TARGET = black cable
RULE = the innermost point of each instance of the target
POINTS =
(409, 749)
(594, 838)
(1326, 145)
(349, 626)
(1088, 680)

|---|

▶ **WHAT THE EXERCISE ASKS**
Reproduce every one of the rows above verbatim, line by line and in the same order.

▶ **OUTPUT FOR THIS TASK**
TARGET = black cable
RULE = the innermost point of each instance of the target
POINTS =
(409, 749)
(594, 838)
(1326, 145)
(349, 626)
(1088, 680)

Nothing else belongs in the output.